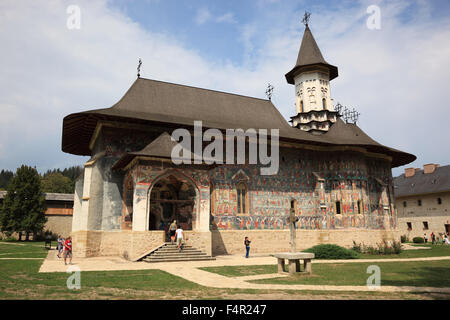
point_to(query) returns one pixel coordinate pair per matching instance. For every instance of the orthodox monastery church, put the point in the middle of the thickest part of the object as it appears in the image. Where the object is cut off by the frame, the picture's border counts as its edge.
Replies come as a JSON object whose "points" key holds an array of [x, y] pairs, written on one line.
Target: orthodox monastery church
{"points": [[336, 178]]}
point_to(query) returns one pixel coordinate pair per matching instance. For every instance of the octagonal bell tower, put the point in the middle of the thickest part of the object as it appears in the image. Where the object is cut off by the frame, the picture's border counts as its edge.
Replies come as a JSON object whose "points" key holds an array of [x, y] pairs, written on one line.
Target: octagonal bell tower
{"points": [[311, 76]]}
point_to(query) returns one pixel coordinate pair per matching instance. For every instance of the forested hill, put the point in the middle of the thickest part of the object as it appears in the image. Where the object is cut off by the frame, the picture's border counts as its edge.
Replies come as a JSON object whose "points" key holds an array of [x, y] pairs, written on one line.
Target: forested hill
{"points": [[55, 180]]}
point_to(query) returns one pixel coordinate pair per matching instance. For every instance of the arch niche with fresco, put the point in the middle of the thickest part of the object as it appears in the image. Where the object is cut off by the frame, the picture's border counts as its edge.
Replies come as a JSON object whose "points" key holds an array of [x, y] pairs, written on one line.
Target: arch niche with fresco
{"points": [[172, 197]]}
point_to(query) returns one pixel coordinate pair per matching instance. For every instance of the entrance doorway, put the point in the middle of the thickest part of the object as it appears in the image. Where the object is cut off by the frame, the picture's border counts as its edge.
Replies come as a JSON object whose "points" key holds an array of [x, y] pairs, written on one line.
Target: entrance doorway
{"points": [[172, 198]]}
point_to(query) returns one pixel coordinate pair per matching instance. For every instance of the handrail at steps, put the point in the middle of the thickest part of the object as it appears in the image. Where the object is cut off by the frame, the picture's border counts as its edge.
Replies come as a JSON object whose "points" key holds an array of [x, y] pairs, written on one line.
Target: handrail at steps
{"points": [[148, 252]]}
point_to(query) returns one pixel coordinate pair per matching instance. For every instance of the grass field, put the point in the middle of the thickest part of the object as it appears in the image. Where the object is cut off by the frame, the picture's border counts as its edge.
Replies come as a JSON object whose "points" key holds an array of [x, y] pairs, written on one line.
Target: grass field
{"points": [[418, 274], [437, 250], [20, 279]]}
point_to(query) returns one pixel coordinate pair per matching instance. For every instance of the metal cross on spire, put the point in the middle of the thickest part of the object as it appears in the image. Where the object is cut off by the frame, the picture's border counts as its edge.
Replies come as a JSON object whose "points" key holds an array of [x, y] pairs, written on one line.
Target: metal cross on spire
{"points": [[139, 68], [305, 19], [269, 91]]}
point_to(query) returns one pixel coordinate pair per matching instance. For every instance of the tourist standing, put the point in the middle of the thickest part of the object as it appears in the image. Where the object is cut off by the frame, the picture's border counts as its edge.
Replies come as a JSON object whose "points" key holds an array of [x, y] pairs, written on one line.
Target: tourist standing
{"points": [[172, 230], [247, 246], [68, 250], [60, 242], [179, 233]]}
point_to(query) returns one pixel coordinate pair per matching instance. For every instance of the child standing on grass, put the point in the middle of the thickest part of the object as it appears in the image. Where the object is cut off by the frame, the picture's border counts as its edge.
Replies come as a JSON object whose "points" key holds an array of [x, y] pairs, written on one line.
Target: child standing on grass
{"points": [[247, 246], [68, 250]]}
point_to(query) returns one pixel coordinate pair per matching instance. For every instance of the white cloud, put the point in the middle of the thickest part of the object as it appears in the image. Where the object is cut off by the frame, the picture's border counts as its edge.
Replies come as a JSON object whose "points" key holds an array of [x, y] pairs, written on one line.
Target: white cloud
{"points": [[203, 15], [227, 17], [396, 76]]}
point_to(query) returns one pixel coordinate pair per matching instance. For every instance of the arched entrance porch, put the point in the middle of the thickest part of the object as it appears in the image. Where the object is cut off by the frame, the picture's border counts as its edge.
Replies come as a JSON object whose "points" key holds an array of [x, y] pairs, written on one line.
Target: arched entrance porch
{"points": [[172, 197]]}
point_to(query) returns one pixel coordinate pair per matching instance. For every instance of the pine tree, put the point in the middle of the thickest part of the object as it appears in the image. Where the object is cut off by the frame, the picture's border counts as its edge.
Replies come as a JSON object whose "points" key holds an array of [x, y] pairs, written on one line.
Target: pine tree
{"points": [[24, 205]]}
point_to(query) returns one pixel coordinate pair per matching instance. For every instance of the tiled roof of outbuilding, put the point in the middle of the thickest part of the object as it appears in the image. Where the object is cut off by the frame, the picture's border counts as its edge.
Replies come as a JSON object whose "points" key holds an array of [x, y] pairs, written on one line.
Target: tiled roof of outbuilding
{"points": [[421, 183]]}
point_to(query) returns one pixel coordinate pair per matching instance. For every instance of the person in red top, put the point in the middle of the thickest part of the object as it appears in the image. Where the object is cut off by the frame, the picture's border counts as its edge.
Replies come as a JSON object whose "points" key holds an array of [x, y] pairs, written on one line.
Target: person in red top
{"points": [[68, 250]]}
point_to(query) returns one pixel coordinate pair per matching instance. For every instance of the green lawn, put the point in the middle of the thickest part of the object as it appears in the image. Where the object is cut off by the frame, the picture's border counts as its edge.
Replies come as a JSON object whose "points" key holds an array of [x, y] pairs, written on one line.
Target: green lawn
{"points": [[436, 250], [20, 279], [419, 274]]}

▬▬▬

Print every record exactly, without the pictures.

point_to(query) returns one pixel coordinate pair per matching instance. For every instance of the orthodox monastery church, put the point in the middle of the thickest part of the object as it appears in the image. Where the object is cut off by the frame, the picture's border counts as its edge.
Replies come as a JSON object whose "points" key holds an array of [x, y] pairs, written on one line.
Target: orthodox monastery church
{"points": [[336, 178]]}
point_to(query) returns one pixel coordinate pair per matching instance. For every instance of the octagonal bell tower, put the point in the middle of the thickest part of the object as it appears in the image. Where the object is cut off by the frame, the picture's border counts as its edge.
Replies come as a JSON object whose "points" key holds an array of [x, y] pairs, written on one line.
Target: octagonal bell tower
{"points": [[311, 76]]}
point_to(query) returns one pixel coordinate pair per matching instance. For every instance of the forested hill, put the point in the middle of the thickest part of the object as it appears in the image. Where the object is cut off by the frame, the picture's border counts as its edge.
Replies come as a JSON object whose "points" key holds an array of [x, y] pairs, written on one line.
Target: forested hill
{"points": [[55, 180]]}
point_to(query) returns one pixel coordinate pair per matching instance. For every instance of the arch niche with fresco, put the point in the middle of the thickest part of the object as it appears in the image. Where the object is cut off by the frame, the picture's border counts as its edge.
Replies come as a JSON object whose "points" key holds an array of [x, y] pairs, written on one line.
Target: arch niche with fresco
{"points": [[172, 197]]}
point_to(query) returns one pixel coordinate pair per matching instance. For every instance of the entrance doorway, put the point in the middle of the thickest part of the object as it appears in the image. Where the object is cut off by the frame, the picture's border counts as its edge.
Replies come as a JSON object whose "points" key holds an array of [x, y] pairs, written on one line.
Target: entrance doorway
{"points": [[172, 198]]}
point_to(query) returns one pixel coordinate pair per matching instance. For every instance of the handrail at steps, put the point in the middle of the thickest part of the object as it appears in the image. Where the object is cut off by the frame, the picture's border counts as its edge.
Replies come as a JSON object whose "points" key holds an array of [x, y] pairs, written on one line.
Target: handrail at steps
{"points": [[148, 252]]}
point_to(query) returns one pixel coordinate pair per matching instance. For every instance of the grass field, put the point in the middle of the thickest part of the object as it appears in the image. Where the object is cut off by the frame, the picture's border counts as its edge.
Replies come as a JSON object whose "points" key holds an array of [x, y] pairs, written on one line.
Target: grass field
{"points": [[418, 274], [437, 250], [20, 279]]}
point_to(query) returns one pixel coordinate pair per matching instance. For every instance of the metal cross on spire, put the point in the middle of the thickest part of the object as it appears in the image. Where the object is cut off by the frame, the picture's border counts as its edge.
Replies come as a JSON object whose "points" key holds an array of [x, y] pairs, written on one line.
Target: metal cross on spire
{"points": [[139, 68], [305, 19], [269, 91]]}
point_to(query) returns one pixel coordinate pair per matching instance. For every instance of the tourist standing, put the point in the middle of the thickest part of the object as it appears in the image. Where the object is cut off by the frame, the picture's border counts as its edge.
Replies come as a JSON object whose "points" key holds an array of [x, y] pairs, written on one line.
Target: tourist standing
{"points": [[172, 230], [247, 246], [68, 250], [60, 242], [179, 233]]}
point_to(query) returns one pixel coordinate pair per matching instance. For every instance of the child standing on grass, put the point in the middle of the thickest part of the object as it appears in the image. Where the object is cut off by the frame, the picture's border counts as its edge.
Replies come as a JSON object whose "points" key holds an array of [x, y] pairs, written on one line.
Target: child standing on grass
{"points": [[247, 246], [68, 250]]}
point_to(query) returns one pixel coordinate pair per matching instance. For every instance of the white cloud, put the point in the middle of the thickest part of the object as it appears in the image. Where the object is cut off by the frame, the picture's border counts as its edge.
Replies come as a JSON object whose "points" key holds an array of [x, y] pairs, written on one line.
Target: white cloud
{"points": [[203, 15], [227, 17], [396, 76]]}
point_to(query) returns one pixel coordinate pair per matching instance. For every instance of the arched entrance porch, put the point in the middle of the thickest part of the object as it appears in the image. Where the object is cut off by the frame, the picture's border counts as its edge.
Replies come as a JSON object whose "points" key holds an array of [x, y] pairs, written on one line.
Target: arched entrance porch
{"points": [[172, 197]]}
point_to(query) returns one pixel coordinate pair per matching instance. For every instance of the pine tree, put the point in the middle of the thickest part of the object as it appears in the image. Where the object is cut off by the frame, the picture's border counts as its edge.
Replies come as a JSON object whose "points" key holds an array of [x, y] pairs, written on one line.
Target: pine tree
{"points": [[24, 205]]}
point_to(query) returns one pixel coordinate pair per matching instance. For every instance of the tiled roof of outbuilding, put the point in the middle of the thickest part of the object as it appears in the image. Where the object is cut off by the frame, the picture's border counts as its edge.
Replies come as a JSON object whose "points" key holds an array of [x, y] pairs, written on one line.
Target: tiled roof of outbuilding
{"points": [[421, 183]]}
point_to(query) returns one pixel coordinate pair per matching instance. For every instance of the person in red top, put the point in the middle of the thickest part of the object as it appears in the image. Where the object is cut off by the frame, the picture's border counts as its edge.
Replies come as a JSON object whose "points" key holds an array of [x, y] pairs, written on one line.
Target: person in red top
{"points": [[68, 250]]}
point_to(query) returns one pixel coordinate pair per matching instance. For every instance of the green lawn, put the point in the middle of the thickest part of the object as it appears in the image. Where the object is cut off by the frame, the picture's border counts as its edge.
Replies come as a JSON object whose "points" key holds an array of [x, y] pairs, written on one line.
Target: green lawn
{"points": [[436, 250], [20, 279], [419, 274]]}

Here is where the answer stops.